Text provided »
□ □ □ □
Opinion
No. CV98 034 95 04
April 17, 2001
MEMORANDUM OF DECISION
I STATEMENT OF THE CASE
The plaintiff, Imre Pleszko, appeals the decision of the defendant, the Zoning Board of Appeals of the Town of Fairfield, denying his application for a finding of Zoning Administrator error. Pleszko appeals pursuant to General Statutes § 8-8.
II BACKGROUND AND PROCEDURAL HISTORY
Pleszko is the co-owner of several parcels of property abutting Pleszko Place and one parcel on South Pine Creek Road in the Town of Fairfield. (Deed; ROR, Item 11, p. 1.) On October 6, 1997, Pleszko sent a letter to Peter Marsala, the Zoning Enforcement Officer for the Town of Fairfield (ZEO), complaining about illegal off-street parking at 39 South Pine Creek Road and asking the ZEO to enforce the zoning regulations relating to off-street parking. (ROR, Item 3.) The property located at 39 South Pine Creek Road is owned by Lynn Tuozzoli. (ROR, Items 3; 11, p. 9.) Tuozzoli's husband, Charles, operates a hair salon business at the location. (ROR, Items 3; 11, p. 9.)
Pleszko specifically complained of violations of §§ 28.10 and 28.11 of the Fairfield zoning regulations.
Section 28.10 provides: "All off-street parking and loading spaces shall be suitably improved, graded, striped and marked, stabilized and maintained so as to cause no nuisance or danger from dust or from storm water flow onto any public street or adjacent property. Except for necessary driveway entrances and except for parking spaces provided in connection with a dwelling or leased rooms in a dwelling, all off-street parking and loading spaces shall maintain a minimum setback often (10) feet from any street line. The minimum setback area for parking and loading shall be suitably landscaped and permanently maintained for no other purpose. The Commission may adjust the aforesaid requirement to particular circumstances of lot lines, topography, soil conditions and site design while preserving the purpose and intent of these parking regulations." Fairfield Zoning Regs., § 28.10.
Section 28.11 provides: "Except for parking spaces provided in connection with a dwelling for one (1) or two (2) families and leased rooms in a dwelling, each parking space shall be provided with adequate area for approach, turning and exiting of an automobile having an overall length of eighteen (18) feet without need to use any part of a public street or right of way. Points of entrance and exit for driveways onto the street shall be located so as to minimize hazards to pedestrian and vehicular traffic in the street." Fairfield Zoning Regs., § 28.11.
□ □ □ □
Data excerpts »

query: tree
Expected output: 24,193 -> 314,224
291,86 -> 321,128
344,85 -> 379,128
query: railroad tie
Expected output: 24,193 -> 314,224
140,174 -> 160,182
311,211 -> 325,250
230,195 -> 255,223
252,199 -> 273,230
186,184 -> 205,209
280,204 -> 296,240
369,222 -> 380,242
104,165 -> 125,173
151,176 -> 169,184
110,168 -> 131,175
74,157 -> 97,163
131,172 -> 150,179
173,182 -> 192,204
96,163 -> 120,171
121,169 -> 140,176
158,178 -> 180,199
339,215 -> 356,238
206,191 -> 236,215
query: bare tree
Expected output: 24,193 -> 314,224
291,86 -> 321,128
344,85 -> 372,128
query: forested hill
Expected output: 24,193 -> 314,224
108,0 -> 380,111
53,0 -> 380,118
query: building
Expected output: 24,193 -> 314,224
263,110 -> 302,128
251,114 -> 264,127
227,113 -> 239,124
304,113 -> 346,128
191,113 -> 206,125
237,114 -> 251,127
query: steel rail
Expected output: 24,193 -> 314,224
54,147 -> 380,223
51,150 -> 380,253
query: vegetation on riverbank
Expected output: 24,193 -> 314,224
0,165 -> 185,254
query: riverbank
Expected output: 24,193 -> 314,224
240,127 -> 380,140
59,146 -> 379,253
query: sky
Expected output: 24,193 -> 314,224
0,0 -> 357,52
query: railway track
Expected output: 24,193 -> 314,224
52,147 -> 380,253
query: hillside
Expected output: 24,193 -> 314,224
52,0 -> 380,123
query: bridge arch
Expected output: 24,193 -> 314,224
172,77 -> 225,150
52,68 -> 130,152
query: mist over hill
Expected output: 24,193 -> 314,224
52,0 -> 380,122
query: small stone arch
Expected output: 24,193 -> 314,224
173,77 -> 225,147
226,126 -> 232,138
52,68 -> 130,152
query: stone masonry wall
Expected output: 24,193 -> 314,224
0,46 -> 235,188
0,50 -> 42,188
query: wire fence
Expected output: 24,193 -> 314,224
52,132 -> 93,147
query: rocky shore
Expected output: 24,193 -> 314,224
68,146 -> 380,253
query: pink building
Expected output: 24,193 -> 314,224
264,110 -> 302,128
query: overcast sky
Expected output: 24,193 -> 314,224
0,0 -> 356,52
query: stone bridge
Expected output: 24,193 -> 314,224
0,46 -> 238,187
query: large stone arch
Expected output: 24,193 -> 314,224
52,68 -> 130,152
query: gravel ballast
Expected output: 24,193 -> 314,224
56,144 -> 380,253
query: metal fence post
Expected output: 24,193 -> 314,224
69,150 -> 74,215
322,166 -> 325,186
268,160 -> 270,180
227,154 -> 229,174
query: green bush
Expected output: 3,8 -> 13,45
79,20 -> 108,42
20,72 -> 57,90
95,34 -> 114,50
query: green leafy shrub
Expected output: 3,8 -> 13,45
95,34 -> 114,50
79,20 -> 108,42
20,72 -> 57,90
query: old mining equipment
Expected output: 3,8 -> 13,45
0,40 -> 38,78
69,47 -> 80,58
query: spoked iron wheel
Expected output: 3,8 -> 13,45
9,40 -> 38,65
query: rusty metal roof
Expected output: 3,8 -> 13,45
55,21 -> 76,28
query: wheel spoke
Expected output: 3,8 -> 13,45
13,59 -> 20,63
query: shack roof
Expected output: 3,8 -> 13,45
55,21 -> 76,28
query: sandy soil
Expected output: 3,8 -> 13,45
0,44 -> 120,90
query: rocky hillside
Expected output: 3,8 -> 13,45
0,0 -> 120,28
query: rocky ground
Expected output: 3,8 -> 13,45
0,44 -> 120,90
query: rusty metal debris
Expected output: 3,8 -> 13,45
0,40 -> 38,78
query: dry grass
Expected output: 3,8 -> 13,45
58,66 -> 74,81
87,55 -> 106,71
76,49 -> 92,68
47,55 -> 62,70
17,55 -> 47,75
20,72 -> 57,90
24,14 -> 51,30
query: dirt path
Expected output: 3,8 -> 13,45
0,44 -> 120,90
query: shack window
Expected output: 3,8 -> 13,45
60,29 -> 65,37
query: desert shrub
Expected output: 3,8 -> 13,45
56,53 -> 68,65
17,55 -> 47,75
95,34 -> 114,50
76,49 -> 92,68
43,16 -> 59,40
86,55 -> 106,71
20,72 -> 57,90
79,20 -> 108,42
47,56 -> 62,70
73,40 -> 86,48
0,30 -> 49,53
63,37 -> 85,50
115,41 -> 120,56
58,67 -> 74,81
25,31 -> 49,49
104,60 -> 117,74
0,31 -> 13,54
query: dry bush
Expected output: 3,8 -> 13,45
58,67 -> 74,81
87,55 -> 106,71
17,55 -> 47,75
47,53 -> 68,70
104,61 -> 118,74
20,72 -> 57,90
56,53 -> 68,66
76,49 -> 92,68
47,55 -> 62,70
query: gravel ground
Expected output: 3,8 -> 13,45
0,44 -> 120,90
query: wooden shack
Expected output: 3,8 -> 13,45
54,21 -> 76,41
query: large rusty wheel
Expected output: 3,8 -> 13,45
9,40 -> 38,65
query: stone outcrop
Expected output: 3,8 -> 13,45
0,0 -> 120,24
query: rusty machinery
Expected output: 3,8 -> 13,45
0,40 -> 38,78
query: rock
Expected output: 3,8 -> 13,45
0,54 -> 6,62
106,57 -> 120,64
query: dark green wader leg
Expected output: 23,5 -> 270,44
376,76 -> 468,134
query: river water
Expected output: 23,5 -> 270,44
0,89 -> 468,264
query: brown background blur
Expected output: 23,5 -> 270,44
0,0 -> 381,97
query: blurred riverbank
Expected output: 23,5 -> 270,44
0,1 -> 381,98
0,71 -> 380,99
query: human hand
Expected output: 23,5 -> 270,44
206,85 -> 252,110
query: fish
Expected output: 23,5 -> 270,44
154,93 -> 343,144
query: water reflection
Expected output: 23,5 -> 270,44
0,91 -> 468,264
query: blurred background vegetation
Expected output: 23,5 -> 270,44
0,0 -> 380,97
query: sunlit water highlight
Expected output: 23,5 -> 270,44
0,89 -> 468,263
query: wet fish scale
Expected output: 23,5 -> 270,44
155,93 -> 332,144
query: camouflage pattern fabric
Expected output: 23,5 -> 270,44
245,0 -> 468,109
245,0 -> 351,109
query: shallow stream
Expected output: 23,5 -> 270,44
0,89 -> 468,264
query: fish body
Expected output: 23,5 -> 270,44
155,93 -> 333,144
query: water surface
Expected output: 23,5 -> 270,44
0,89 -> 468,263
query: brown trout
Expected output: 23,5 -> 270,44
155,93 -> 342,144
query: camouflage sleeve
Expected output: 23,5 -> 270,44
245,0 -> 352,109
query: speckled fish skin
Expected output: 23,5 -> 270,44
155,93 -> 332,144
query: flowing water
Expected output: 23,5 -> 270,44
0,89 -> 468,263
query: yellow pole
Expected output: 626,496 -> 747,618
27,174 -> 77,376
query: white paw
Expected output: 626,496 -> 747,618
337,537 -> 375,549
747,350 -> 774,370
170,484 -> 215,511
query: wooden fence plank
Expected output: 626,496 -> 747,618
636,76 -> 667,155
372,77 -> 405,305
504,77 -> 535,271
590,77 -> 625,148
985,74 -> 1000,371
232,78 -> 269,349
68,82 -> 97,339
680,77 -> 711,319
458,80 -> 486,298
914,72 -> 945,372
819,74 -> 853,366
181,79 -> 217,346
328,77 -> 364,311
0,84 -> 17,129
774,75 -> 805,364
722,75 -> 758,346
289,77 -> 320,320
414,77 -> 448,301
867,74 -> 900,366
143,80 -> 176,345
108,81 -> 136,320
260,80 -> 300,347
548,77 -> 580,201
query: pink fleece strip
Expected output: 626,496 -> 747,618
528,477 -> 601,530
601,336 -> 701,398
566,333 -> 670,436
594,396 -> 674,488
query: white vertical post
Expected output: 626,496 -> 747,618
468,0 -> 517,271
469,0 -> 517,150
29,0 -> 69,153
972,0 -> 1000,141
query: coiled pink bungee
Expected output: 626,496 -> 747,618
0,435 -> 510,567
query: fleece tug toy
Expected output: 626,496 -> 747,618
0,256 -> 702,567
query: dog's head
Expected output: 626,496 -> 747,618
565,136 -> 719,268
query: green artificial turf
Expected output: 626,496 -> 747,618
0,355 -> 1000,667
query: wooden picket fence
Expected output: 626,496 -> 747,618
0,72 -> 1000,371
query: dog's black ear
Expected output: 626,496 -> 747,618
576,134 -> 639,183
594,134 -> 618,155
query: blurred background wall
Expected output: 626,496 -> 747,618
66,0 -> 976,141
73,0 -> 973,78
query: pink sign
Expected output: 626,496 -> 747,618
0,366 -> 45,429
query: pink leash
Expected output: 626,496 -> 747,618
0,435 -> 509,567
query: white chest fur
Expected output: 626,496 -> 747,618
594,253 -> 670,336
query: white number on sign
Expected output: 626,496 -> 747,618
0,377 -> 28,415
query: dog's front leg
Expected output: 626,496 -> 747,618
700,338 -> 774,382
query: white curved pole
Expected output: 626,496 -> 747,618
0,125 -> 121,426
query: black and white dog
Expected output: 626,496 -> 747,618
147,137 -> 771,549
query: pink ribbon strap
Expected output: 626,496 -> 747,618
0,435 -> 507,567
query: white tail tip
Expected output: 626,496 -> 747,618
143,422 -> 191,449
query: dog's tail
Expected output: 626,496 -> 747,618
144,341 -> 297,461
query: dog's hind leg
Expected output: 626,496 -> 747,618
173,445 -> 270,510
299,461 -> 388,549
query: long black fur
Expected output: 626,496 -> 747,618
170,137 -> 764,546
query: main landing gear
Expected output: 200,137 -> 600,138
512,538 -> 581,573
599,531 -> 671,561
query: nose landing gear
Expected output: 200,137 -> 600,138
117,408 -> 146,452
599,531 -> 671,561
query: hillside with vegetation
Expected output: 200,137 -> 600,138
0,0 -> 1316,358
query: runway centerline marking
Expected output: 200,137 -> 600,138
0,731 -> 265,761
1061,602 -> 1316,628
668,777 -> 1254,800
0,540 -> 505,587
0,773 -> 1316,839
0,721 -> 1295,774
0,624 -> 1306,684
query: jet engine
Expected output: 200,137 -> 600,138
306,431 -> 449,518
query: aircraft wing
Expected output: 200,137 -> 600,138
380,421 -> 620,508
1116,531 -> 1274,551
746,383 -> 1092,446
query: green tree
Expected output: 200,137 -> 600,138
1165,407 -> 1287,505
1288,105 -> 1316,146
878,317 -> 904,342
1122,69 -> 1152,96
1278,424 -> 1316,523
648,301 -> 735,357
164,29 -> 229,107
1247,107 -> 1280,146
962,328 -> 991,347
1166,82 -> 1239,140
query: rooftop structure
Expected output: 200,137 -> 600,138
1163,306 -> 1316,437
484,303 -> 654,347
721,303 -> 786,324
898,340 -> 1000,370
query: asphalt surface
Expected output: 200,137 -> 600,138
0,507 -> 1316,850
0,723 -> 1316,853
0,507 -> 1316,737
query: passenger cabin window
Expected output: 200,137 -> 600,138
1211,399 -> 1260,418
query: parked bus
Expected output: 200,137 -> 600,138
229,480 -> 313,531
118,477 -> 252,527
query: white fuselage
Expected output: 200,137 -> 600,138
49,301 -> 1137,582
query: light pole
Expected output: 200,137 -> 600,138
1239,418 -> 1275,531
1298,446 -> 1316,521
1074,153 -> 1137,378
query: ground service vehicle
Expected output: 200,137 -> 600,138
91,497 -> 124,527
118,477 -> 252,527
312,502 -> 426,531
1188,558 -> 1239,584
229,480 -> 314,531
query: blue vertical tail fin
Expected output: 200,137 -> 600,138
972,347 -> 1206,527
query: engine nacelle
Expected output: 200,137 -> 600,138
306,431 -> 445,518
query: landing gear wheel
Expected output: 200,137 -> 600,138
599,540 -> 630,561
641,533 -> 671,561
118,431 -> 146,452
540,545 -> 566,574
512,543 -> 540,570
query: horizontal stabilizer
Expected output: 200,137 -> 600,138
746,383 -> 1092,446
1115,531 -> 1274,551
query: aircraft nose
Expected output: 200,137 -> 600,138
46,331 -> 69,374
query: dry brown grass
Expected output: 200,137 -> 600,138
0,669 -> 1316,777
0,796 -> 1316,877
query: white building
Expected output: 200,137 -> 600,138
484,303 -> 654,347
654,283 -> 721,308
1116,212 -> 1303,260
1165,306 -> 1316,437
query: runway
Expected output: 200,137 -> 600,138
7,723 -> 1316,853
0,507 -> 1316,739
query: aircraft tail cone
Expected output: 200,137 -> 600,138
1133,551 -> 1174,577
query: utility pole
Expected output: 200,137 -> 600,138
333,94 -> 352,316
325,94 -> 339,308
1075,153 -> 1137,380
□ □ □ □
Your tasks »
1. Quote the passage of the memorandum of decision starting with "II BACKGROUND AND" and going on through "Fairfield zoning regulations.".
2. According to the memorandum of decision, on what date did Pleszko send his letter to the Zoning Enforcement Officer?
3. List every person mentioned by name in the memorandum of decision.

Results for the exercise »
1.
II BACKGROUND AND PROCEDURAL HISTORY
Pleszko is the co-owner of several parcels of property abutting Pleszko Place and one parcel on South Pine Creek Road in the Town of Fairfield. (Deed; ROR, Item 11, p. 1.) On October 6, 1997, Pleszko sent a letter to Peter Marsala, the Zoning Enforcement Officer for the Town of Fairfield (ZEO), complaining about illegal off-street parking at 39 South Pine Creek Road and asking the ZEO to enforce the zoning regulations relating to off-street parking. (ROR, Item 3.) The property located at 39 South Pine Creek Road is owned by Lynn Tuozzoli. (ROR, Items 3; 11, p. 9.) Tuozzoli's husband, Charles, operates a hair salon business at the location. (ROR, Items 3; 11, p. 9.)
Pleszko specifically complained of violations of §§ 28.10 and 28.11 of the Fairfield zoning regulations.

2. October 6, 1997

3.
Imre Pleszko
Peter Marsala
Lynn Tuozzoli
Charles (Lynn Tuozzoli's husband)